* _REQUIRED ACTION 1_
According to the review, which award short-lists did the novel appear on in 2002?
* _REQUIRED ACTION 2_
Please duplicate the part of the review between "The novel is" and "bowed by CoVID.", inclusive.

* _SOURCE TEXT_
------------
Fiction Reviews
The Secret of Life
(2001 / 2022) Paul McAuley, Gollancz, £12.99, pbk, ix + 402pp, ISBN 978-1-399-60377-5
This is a Gollancz SF Masterwork title, first published in 2001, so is now 25 years old, blimey. Having been published in 2001, it appeared on the awards short-lists in 2002 for the Arthur C. Clarke Award, the Locus Award for Best Science Fiction Novel and the BSFA Award for Best Novel. It is strange reading this novel given it is now 25 years old, as it was set in 2025 on a damaged Earth where the quest for scientific solutions is hampered by commercial greed, political infighting and a mass fear that whatever we do, we can only make things worse. Then a miracle. Scientists at the Chinese Martian base have discovered the 'Chi' -- an active micro-organism several kilometres below the surface. Very active. Left undisturbed for 2 billion years, it has super evolved and is able to swap DNA at will, maximising its survival whatever the environment. Against all protocol the 'Chi' is brought secretly back to Earth. Where it is stolen, and accidentally plunged into the pacific Ocean. Only a few weeks later, a giant slick of plankton is found growing at an exponential rate. It is sucking the seas dry of life. And the question must be asked. Who is colonising whom? And also, what can be done about it?
The novel is told over 3 parts – Life on Earth, and Life on Mars, then Fugitive Life, but first we an introduction written by Pat Cadigan in 2022, highlighting McAuley’s ability to write uncannily accurate Martian landscapes, but also the perils of trying to predict what is going to happen on Earth with two examples, one featuring the almost addictive aspects of social media, and the other, set a few years later when society was bowed by CoVID.
------------
* _RECORDED INFORMATION_
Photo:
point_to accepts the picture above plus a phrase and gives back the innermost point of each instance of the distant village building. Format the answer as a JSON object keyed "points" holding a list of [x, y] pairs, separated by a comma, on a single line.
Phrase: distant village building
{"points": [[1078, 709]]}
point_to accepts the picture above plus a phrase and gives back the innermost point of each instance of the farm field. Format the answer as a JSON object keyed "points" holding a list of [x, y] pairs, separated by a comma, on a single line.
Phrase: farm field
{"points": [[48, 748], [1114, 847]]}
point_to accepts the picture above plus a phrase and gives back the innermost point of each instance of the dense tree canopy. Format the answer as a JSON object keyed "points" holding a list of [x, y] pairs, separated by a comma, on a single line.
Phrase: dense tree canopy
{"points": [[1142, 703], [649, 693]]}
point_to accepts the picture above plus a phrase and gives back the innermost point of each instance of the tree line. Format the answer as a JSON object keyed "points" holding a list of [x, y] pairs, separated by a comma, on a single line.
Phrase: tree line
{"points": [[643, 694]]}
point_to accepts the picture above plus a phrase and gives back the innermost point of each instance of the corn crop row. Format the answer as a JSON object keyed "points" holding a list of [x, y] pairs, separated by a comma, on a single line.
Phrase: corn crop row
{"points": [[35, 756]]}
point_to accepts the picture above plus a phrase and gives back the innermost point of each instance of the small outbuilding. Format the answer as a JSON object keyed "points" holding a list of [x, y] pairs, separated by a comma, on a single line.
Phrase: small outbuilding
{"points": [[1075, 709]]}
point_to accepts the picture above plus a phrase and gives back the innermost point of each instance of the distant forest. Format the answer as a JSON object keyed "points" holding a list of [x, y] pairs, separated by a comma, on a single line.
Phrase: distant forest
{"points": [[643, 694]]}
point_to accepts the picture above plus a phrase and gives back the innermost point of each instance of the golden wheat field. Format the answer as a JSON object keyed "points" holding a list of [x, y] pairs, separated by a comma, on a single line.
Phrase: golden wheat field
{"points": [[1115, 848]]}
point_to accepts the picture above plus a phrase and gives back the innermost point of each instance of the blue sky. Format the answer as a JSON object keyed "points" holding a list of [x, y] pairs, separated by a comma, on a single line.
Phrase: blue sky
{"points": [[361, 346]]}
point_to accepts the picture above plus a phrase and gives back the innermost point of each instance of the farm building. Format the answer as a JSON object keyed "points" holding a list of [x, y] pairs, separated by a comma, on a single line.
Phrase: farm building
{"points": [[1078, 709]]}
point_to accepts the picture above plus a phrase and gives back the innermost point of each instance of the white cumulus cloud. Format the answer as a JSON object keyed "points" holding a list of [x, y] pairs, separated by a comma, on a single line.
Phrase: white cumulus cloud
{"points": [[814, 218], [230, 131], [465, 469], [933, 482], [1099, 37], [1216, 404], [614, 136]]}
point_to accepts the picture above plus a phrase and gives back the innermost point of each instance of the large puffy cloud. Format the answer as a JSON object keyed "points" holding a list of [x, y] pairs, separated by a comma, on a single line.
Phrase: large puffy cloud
------------
* _WRITTEN RESPONSE 1_
The Arthur C. Clarke Award, the Locus Award for Best Science Fiction Novel, and the BSFA Award for Best Novel.

* _WRITTEN RESPONSE 2_
The novel is told over 3 parts – Life on Earth, and Life on Mars, then Fugitive Life, but first we an introduction written by Pat Cadigan in 2022, highlighting McAuley’s ability to write uncannily accurate Martian landscapes, but also the perils of trying to predict what is going to happen on Earth with two examples, one featuring the almost addictive aspects of social media, and the other, set a few years later when society was bowed by CoVID.